■ **TEXT BLOCK**:
========================================

Derryn Hinch – the self proclaimed human headline (it’s his Twitter handle) – is a boofhead.
Always has been. Always will be.
A TV shock jock with too much to say, and who says things he has been court-ordered not to say.
A bloke who has several contempt of court matters to his name, as well as many well-publicised ex-wives (five) to his name.
He’s pretty much piggybacked off a lot of people’s misery for the sake of his own name.
A name, which, incidentally, he humbly lent to the political party he established in 2015 – the Derryn Hinch’s Justice Party.
The fact that he was subsequently elected to the Australian Senate in 2016 proves – to me at least – that there is no justice.
But, as they say, a broken clock shows the right time twice every day. And Derryn absolutely nailed it when he said this yesterday, in light of the Ruddock Review on Religious Freedom.
Derryn Hinch, Human Headline: wake up, take a bow, for you have just predicted the future:
And no, by the future I don’t mean what he’ll do on Monday, but the future in terms of where funding is going for faith based institutions.
Those who have lambasted him in the past for all his stupidity and aggrandisement are suddenly singing his praises (which makes a change from him singing them I guess):
Though it’s worth noting that Richard Cornish’s other two options are distinct possibilities.
Why is Hinch right on this one? Why? Because he’s not a political animal, he’s a cultural animal.
Politics is downstream of culture. Hinch has made a name for himself sniffing the winds of culture and running with them. He’s seen where this thing is headed and he’s merely telescoped it. A day is coming when what he says will come to pass. He’s merely saying things that many politicians think, but few, save the Greens, will come out and say at this particular time.
Political animals fear the populace that puts them in to politics and can take them out of politics and therefore out of being an influence.
But cultural animals? No such fear. Hinch could lose his seat tomorrow and he will not be afflicted, like so many ex-Prime Ministers, with attention deprivation disorder. He will go on being the Human Headline.
I think he’s right. I think that’s ultimately where the dust will settle for public funding for Christian, and other religious, institutions. We’re going to have to pay our way if we want to do things our way. There is no stomach, and certainly no vision, to fight for alternate ethical communities among the political class in Australia.

========================================

■ **TASK REQUIREMENTS**:
a) From the Derryn Hinch piece, extract word for word the part that opens with the words containing "But cultural animals?" and closes with "class in Australia.".
b) Answer these questions using the Derryn Hinch piece.
(i) In what year did Hinch establish his political party?
(ii) How many ex-wives does the piece say he has?
(iii) What review prompted the remark Hinch made yesterday?

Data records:
========================================

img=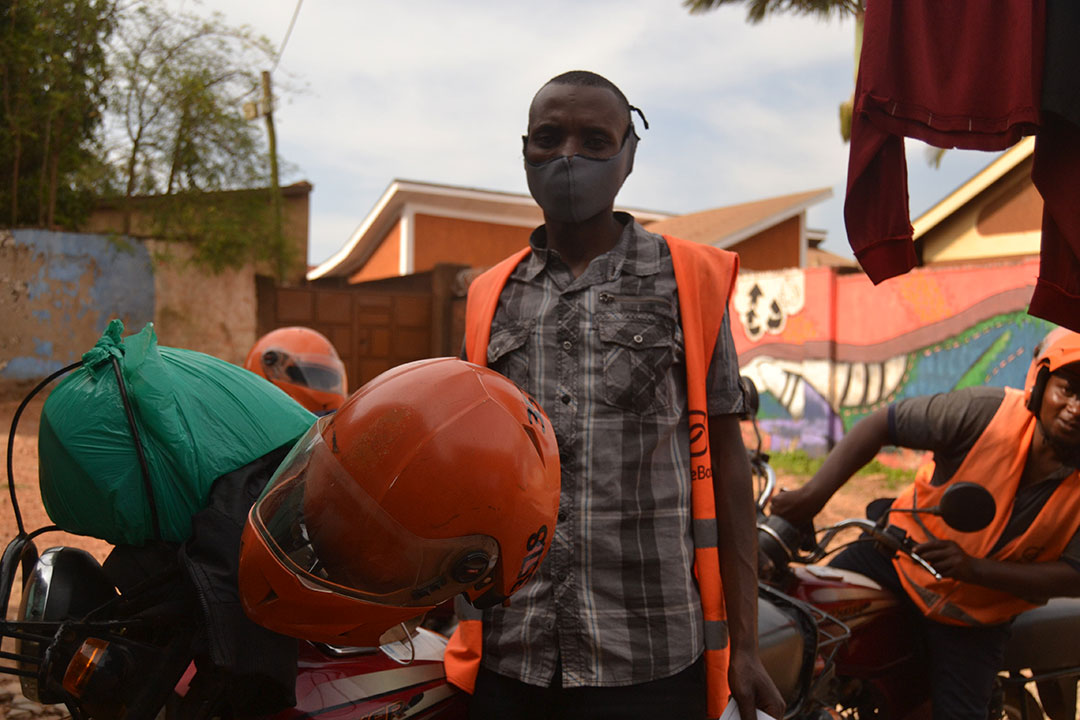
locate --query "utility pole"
[244,70,288,281]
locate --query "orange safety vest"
[890,388,1080,625]
[444,235,739,718]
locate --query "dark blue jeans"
[829,542,1012,720]
[469,658,708,720]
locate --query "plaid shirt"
[483,214,742,688]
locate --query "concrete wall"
[0,230,256,381]
[732,258,1053,453]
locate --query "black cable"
[8,361,82,535]
[112,356,161,540]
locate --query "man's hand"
[915,540,976,583]
[728,650,784,720]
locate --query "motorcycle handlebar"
[751,451,942,580]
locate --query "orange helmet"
[244,327,347,415]
[240,357,559,646]
[1024,327,1080,415]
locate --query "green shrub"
[769,450,915,490]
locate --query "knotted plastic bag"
[38,320,315,545]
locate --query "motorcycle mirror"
[934,483,997,532]
[739,375,760,420]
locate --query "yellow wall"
[349,220,402,283]
[920,161,1042,264]
[414,213,532,272]
[728,216,799,270]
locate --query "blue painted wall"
[0,230,154,380]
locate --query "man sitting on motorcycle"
[771,328,1080,720]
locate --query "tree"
[101,0,288,269]
[683,0,868,142]
[0,0,114,227]
[683,0,865,23]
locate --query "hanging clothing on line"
[845,0,1080,330]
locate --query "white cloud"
[196,0,989,262]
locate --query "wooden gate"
[256,264,473,392]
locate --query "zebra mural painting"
[732,261,1053,454]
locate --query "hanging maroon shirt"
[1028,0,1080,331]
[843,0,1045,284]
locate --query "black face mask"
[525,123,637,222]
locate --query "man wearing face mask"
[446,71,784,720]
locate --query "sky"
[192,0,996,264]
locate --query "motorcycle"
[0,368,465,720]
[8,371,1080,720]
[750,386,1080,720]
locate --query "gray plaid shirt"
[470,214,742,687]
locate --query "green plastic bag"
[38,320,315,545]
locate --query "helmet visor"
[262,350,346,395]
[252,417,498,607]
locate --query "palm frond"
[683,0,865,23]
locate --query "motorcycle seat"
[1003,598,1080,671]
[757,598,806,703]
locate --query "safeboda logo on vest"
[689,410,713,480]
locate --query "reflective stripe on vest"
[890,388,1080,625]
[445,235,739,718]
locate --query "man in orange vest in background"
[772,328,1080,720]
[446,71,783,720]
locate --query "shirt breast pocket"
[487,325,532,388]
[597,312,676,415]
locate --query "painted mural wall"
[732,258,1053,454]
[0,230,256,382]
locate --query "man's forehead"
[529,82,627,125]
[1054,363,1080,384]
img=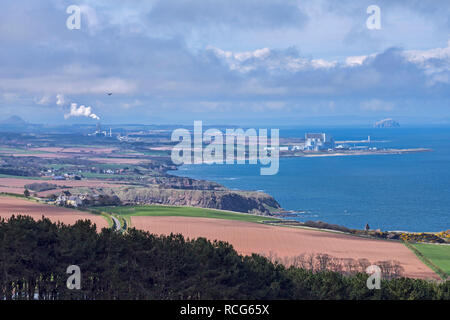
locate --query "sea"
[171,127,450,232]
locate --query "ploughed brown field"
[131,216,439,280]
[0,196,108,231]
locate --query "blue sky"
[0,0,450,125]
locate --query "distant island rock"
[373,118,400,128]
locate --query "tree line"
[0,216,450,300]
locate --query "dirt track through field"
[131,216,439,279]
[0,196,108,231]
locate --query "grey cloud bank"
[0,0,450,123]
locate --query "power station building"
[304,133,334,151]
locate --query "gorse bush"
[0,216,450,300]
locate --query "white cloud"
[56,93,66,107]
[361,99,395,111]
[64,103,100,120]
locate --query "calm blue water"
[172,128,450,231]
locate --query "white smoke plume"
[64,103,100,120]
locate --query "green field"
[96,205,278,222]
[413,243,450,276]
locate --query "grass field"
[96,205,277,222]
[413,243,450,276]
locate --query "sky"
[0,0,450,125]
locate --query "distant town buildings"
[303,133,334,151]
[88,122,112,137]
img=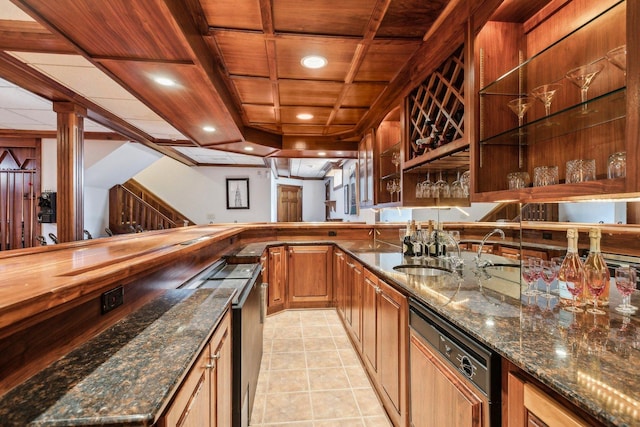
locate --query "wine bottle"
[584,228,611,307]
[558,228,585,306]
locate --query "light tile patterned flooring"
[250,309,391,427]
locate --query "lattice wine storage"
[407,46,464,160]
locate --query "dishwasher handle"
[260,283,269,324]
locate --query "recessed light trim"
[300,55,328,70]
[153,77,176,87]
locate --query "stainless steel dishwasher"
[409,298,501,427]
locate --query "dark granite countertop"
[0,289,235,426]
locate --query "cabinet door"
[362,270,378,375]
[333,249,345,319]
[267,246,287,314]
[159,349,211,427]
[288,246,333,307]
[209,312,233,427]
[349,259,364,349]
[409,333,484,427]
[377,280,409,425]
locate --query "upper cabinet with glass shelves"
[471,0,638,201]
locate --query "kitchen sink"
[393,264,452,277]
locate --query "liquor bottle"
[584,228,611,307]
[402,221,413,256]
[558,228,584,306]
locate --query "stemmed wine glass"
[615,266,638,314]
[566,61,604,114]
[606,44,627,76]
[507,96,535,135]
[584,265,607,314]
[520,258,540,297]
[540,259,558,300]
[531,83,562,126]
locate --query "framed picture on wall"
[227,178,249,209]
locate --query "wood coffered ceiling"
[0,0,510,162]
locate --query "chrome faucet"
[476,228,505,267]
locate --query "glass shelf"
[480,0,625,97]
[480,87,627,145]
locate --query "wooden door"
[349,258,364,347]
[208,312,233,427]
[278,185,302,222]
[288,245,333,308]
[409,332,488,427]
[376,280,409,425]
[267,246,287,314]
[0,142,40,251]
[362,270,378,375]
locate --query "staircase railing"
[109,185,193,234]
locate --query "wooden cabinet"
[469,0,640,202]
[503,372,591,427]
[361,269,408,426]
[287,245,333,308]
[409,331,482,427]
[345,257,364,351]
[263,246,287,314]
[158,312,232,427]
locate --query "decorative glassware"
[606,44,627,75]
[507,172,530,190]
[533,166,558,187]
[584,265,609,314]
[615,265,638,314]
[607,151,627,179]
[507,96,535,134]
[566,61,604,114]
[566,159,596,184]
[531,83,562,116]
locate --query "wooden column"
[53,102,87,243]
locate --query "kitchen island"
[0,224,640,425]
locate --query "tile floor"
[250,309,391,427]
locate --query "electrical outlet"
[100,286,124,314]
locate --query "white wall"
[133,157,271,224]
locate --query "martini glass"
[531,83,562,126]
[566,61,604,114]
[606,44,627,76]
[507,96,535,135]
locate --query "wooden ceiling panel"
[100,60,242,145]
[280,107,333,125]
[273,0,376,36]
[342,83,385,107]
[276,36,358,81]
[213,31,269,77]
[242,104,276,124]
[15,0,192,61]
[332,108,368,125]
[200,0,262,30]
[231,77,273,105]
[282,124,324,135]
[355,40,420,82]
[279,80,342,107]
[376,0,450,39]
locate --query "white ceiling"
[0,0,334,178]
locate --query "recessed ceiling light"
[300,55,327,69]
[153,77,176,86]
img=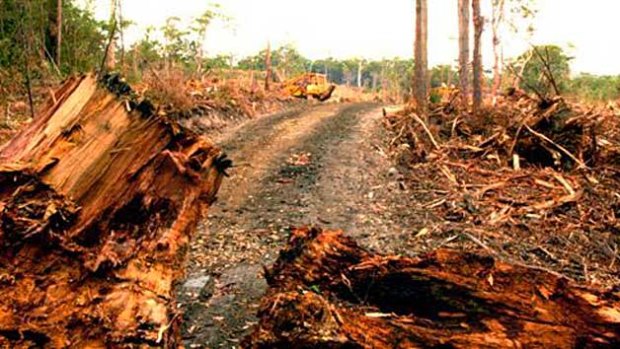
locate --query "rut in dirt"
[174,104,410,347]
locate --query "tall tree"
[105,0,117,70]
[414,0,429,117]
[357,59,364,88]
[265,41,271,91]
[56,0,62,67]
[458,0,469,109]
[471,0,484,115]
[491,0,506,105]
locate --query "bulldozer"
[283,73,336,102]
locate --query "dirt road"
[179,104,412,348]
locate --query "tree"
[190,4,229,74]
[56,0,62,67]
[414,0,429,117]
[513,45,572,99]
[458,0,469,110]
[491,0,506,105]
[471,0,484,115]
[105,0,117,70]
[265,42,271,91]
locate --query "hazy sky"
[85,0,620,74]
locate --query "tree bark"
[357,59,364,88]
[471,0,484,115]
[243,229,620,349]
[458,0,469,110]
[0,76,229,348]
[56,0,62,69]
[105,0,119,71]
[414,0,429,118]
[265,42,272,91]
[491,0,505,105]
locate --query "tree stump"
[0,75,230,348]
[243,229,620,349]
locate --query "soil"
[178,103,419,348]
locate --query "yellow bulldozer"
[283,73,336,102]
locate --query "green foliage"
[513,45,572,96]
[237,44,313,79]
[568,74,620,102]
[430,65,458,88]
[60,1,107,74]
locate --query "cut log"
[243,229,620,348]
[0,72,230,348]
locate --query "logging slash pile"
[384,91,620,286]
[0,75,231,348]
[243,229,620,349]
[135,71,295,133]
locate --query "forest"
[0,0,620,349]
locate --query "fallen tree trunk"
[244,229,620,348]
[0,72,230,348]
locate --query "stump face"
[244,229,620,349]
[0,76,228,348]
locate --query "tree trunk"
[414,0,429,118]
[471,0,484,115]
[491,0,505,106]
[0,76,229,348]
[265,42,272,91]
[56,0,62,69]
[105,0,119,71]
[459,0,469,110]
[357,60,364,88]
[243,229,620,349]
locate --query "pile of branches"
[384,90,620,285]
[242,229,620,349]
[136,70,293,131]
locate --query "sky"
[83,0,620,74]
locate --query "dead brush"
[144,70,195,112]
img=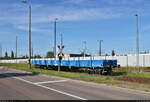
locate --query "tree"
[111,50,115,56]
[11,51,14,59]
[5,51,8,58]
[46,51,54,58]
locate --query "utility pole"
[60,34,63,46]
[54,18,58,60]
[16,36,18,63]
[83,41,86,57]
[135,14,140,71]
[0,43,3,58]
[98,40,103,56]
[29,5,31,69]
[32,45,34,58]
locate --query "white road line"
[34,80,68,84]
[4,75,87,100]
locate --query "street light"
[98,40,103,56]
[135,14,140,71]
[22,0,31,69]
[54,18,58,60]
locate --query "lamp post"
[22,0,31,69]
[135,14,140,71]
[54,18,58,60]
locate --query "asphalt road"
[0,67,150,100]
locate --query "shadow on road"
[0,72,39,79]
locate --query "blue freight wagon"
[32,59,117,74]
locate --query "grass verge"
[0,63,150,91]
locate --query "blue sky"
[0,0,150,56]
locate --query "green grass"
[0,63,150,90]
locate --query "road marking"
[3,74,87,100]
[34,80,68,84]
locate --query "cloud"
[15,25,49,33]
[0,0,148,32]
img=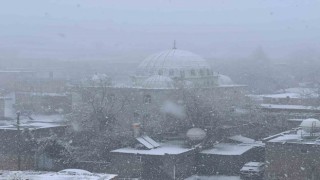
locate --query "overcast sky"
[0,0,320,59]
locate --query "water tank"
[187,128,207,141]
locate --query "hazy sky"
[0,0,320,59]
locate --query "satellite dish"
[187,128,207,141]
[300,118,320,133]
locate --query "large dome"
[142,75,174,89]
[137,49,213,77]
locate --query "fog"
[0,0,320,180]
[0,0,320,61]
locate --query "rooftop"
[261,104,320,111]
[111,141,193,156]
[185,175,240,180]
[0,115,65,130]
[265,129,320,145]
[0,171,117,180]
[200,143,263,156]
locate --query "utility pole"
[17,111,21,171]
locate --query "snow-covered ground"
[185,175,240,180]
[0,171,117,180]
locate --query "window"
[180,70,185,78]
[107,94,116,102]
[133,112,139,118]
[199,69,204,76]
[190,69,196,76]
[143,94,151,104]
[169,69,174,76]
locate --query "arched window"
[143,94,151,104]
[107,94,116,102]
[207,69,210,76]
[199,69,204,76]
[169,69,174,76]
[180,70,185,78]
[190,69,196,76]
[133,112,139,118]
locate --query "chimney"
[132,123,140,138]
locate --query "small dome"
[137,49,213,77]
[142,75,174,89]
[187,128,207,141]
[300,118,320,132]
[218,74,234,86]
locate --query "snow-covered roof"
[259,87,318,99]
[218,74,234,86]
[265,130,320,145]
[200,143,261,156]
[111,141,193,156]
[0,115,66,130]
[142,75,174,89]
[137,49,211,76]
[228,135,255,143]
[261,104,320,110]
[0,171,117,180]
[186,128,207,141]
[185,175,240,180]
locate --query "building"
[111,141,196,180]
[0,116,67,170]
[197,142,264,175]
[78,48,248,137]
[264,119,320,180]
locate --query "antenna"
[172,40,177,49]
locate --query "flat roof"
[267,129,320,145]
[185,175,240,180]
[260,104,320,111]
[0,171,117,180]
[200,143,263,156]
[111,141,194,156]
[0,115,66,130]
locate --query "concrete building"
[111,141,196,180]
[75,48,248,134]
[0,116,67,170]
[265,119,320,180]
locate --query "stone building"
[265,119,320,180]
[75,48,247,136]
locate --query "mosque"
[79,46,246,134]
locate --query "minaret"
[172,40,177,49]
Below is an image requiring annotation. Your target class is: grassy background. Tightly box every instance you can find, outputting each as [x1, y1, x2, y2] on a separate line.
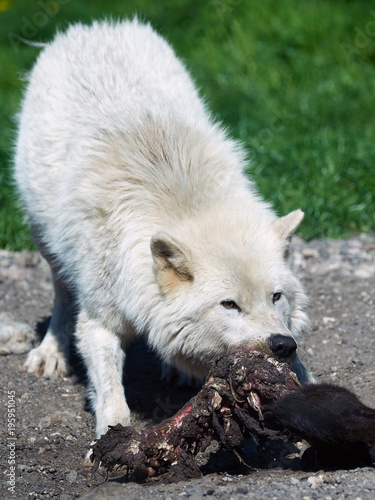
[0, 0, 375, 250]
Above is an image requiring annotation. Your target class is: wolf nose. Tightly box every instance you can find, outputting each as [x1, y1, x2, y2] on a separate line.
[269, 335, 297, 359]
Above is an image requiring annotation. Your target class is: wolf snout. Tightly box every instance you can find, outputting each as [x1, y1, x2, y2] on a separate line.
[269, 334, 297, 359]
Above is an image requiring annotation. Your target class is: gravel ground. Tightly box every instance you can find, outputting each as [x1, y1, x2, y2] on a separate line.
[0, 235, 375, 500]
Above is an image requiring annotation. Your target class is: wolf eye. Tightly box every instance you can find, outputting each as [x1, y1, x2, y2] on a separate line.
[221, 300, 241, 312]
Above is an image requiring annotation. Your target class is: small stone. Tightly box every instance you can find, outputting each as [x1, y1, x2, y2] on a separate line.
[307, 475, 323, 490]
[66, 470, 78, 483]
[353, 264, 375, 279]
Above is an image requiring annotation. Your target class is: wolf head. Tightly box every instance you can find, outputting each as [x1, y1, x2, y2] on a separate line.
[150, 210, 309, 381]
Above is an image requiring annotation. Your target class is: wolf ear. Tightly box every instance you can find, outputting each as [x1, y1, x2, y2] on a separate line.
[151, 231, 193, 288]
[272, 209, 305, 259]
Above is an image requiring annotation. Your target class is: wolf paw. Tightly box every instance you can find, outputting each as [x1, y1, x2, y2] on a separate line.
[24, 338, 70, 378]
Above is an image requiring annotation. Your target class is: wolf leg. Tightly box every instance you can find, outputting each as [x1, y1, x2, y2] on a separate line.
[76, 311, 130, 437]
[24, 271, 75, 378]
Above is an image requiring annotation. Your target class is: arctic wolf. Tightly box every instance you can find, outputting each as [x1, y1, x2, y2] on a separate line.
[15, 20, 310, 436]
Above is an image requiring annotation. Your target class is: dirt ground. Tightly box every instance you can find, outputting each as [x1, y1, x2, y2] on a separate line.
[0, 235, 375, 500]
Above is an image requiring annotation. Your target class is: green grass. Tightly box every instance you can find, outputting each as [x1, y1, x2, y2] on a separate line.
[0, 0, 375, 250]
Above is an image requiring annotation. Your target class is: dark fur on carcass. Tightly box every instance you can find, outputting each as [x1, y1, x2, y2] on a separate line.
[266, 384, 375, 470]
[91, 351, 375, 480]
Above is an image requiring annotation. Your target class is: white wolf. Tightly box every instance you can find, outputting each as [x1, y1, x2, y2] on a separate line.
[15, 20, 311, 436]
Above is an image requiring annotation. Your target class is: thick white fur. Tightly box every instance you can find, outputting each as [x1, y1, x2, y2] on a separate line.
[15, 20, 309, 436]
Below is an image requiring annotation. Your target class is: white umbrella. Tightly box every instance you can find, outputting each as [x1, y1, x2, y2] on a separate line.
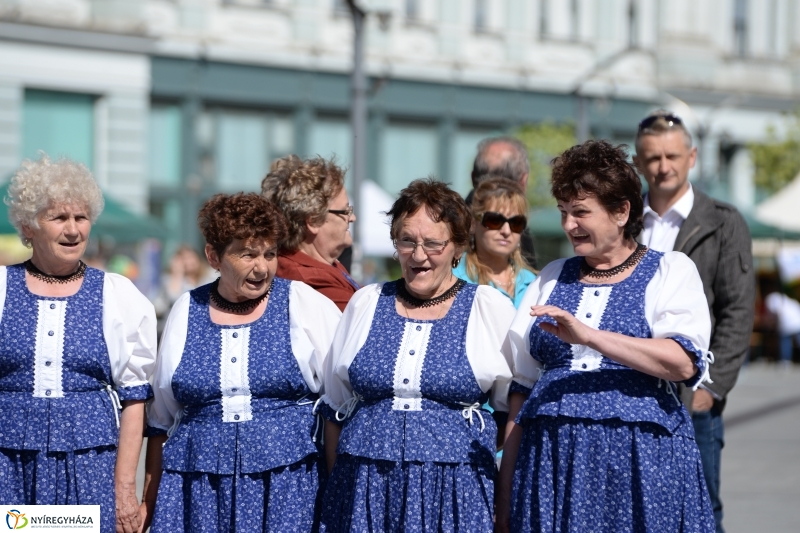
[356, 180, 394, 257]
[756, 174, 800, 232]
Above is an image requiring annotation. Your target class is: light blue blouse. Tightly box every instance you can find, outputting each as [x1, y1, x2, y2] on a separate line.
[453, 254, 536, 309]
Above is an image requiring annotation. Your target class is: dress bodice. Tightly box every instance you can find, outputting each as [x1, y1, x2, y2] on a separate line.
[512, 250, 693, 435]
[163, 277, 318, 474]
[0, 265, 118, 451]
[338, 280, 497, 467]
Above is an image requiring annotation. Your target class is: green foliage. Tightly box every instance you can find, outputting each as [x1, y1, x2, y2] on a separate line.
[747, 109, 800, 193]
[514, 122, 578, 207]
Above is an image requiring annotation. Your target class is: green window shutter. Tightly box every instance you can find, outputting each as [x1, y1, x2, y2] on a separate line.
[22, 89, 95, 168]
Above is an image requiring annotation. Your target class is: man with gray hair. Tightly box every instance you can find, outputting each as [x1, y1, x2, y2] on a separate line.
[466, 137, 536, 268]
[633, 110, 755, 533]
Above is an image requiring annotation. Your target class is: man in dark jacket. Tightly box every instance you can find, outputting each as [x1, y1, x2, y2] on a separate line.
[633, 111, 755, 532]
[466, 137, 537, 268]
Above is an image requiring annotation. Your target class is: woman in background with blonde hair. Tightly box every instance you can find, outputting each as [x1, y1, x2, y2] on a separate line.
[261, 155, 359, 311]
[453, 178, 536, 307]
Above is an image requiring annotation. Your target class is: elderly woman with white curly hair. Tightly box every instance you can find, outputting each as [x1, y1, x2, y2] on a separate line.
[0, 155, 156, 533]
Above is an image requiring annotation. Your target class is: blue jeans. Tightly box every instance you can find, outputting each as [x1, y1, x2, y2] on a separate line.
[692, 408, 725, 533]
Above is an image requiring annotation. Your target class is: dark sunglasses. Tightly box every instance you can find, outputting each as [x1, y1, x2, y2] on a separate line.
[480, 211, 528, 233]
[639, 113, 683, 131]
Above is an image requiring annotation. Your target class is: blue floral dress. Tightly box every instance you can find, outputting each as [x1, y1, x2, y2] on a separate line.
[148, 278, 341, 533]
[0, 265, 155, 532]
[510, 250, 714, 533]
[321, 280, 513, 532]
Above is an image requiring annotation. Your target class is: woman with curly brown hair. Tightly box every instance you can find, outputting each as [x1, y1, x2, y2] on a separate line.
[143, 193, 341, 533]
[497, 141, 714, 533]
[261, 155, 359, 311]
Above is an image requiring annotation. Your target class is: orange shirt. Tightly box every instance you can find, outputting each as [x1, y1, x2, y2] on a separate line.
[277, 251, 358, 311]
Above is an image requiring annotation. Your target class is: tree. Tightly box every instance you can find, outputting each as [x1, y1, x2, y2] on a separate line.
[514, 122, 577, 207]
[747, 109, 800, 193]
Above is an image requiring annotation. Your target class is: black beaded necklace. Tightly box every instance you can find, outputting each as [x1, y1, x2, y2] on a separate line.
[23, 259, 86, 283]
[581, 244, 647, 279]
[210, 278, 274, 313]
[397, 279, 467, 307]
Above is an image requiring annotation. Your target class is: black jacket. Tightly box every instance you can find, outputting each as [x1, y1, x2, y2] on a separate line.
[674, 189, 755, 410]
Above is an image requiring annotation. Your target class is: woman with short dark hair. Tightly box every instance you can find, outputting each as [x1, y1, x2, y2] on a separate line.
[497, 141, 714, 533]
[144, 193, 341, 533]
[321, 179, 514, 532]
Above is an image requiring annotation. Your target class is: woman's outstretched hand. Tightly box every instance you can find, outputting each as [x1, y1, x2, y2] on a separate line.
[531, 305, 595, 344]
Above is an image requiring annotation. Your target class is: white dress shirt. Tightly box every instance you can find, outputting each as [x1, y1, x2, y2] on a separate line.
[640, 184, 694, 252]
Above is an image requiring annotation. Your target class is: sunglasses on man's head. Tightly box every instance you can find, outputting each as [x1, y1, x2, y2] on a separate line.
[478, 211, 528, 233]
[639, 113, 683, 131]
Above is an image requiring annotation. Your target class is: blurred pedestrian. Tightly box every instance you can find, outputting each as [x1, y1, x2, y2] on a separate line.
[0, 155, 156, 533]
[453, 178, 536, 307]
[633, 110, 755, 533]
[497, 141, 714, 533]
[466, 137, 536, 268]
[261, 155, 359, 310]
[143, 193, 341, 533]
[321, 179, 514, 533]
[764, 292, 800, 368]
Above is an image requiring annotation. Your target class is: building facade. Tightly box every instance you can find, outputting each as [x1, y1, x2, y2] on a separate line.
[0, 0, 800, 249]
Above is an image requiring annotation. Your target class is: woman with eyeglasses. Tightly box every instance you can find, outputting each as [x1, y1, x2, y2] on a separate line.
[261, 155, 359, 310]
[453, 178, 536, 307]
[320, 179, 514, 533]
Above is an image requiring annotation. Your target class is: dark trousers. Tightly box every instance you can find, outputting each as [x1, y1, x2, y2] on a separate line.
[692, 408, 725, 533]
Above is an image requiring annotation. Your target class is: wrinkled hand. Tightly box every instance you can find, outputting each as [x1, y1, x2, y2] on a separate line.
[137, 501, 156, 533]
[531, 305, 595, 344]
[692, 389, 714, 412]
[116, 485, 141, 533]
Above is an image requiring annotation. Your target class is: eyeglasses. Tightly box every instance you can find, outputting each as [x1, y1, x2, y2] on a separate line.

========================================

■ **SOLUTIONS PER TASK**:
a)
But cultural animals? No such fear. Hinch could lose his seat tomorrow and he will not be afflicted, like so many ex-Prime Ministers, with attention deprivation disorder. He will go on being the Human Headline.
I think he’s right. I think that’s ultimately where the dust will settle for public funding for Christian, and other religious, institutions. We’re going to have to pay our way if we want to do things our way. There is no stomach, and certainly no vision, to fight for alternate ethical communities among the political class in Australia.

b)
(i) 2015
(ii) Five
(iii) The Ruddock Review on Religious Freedom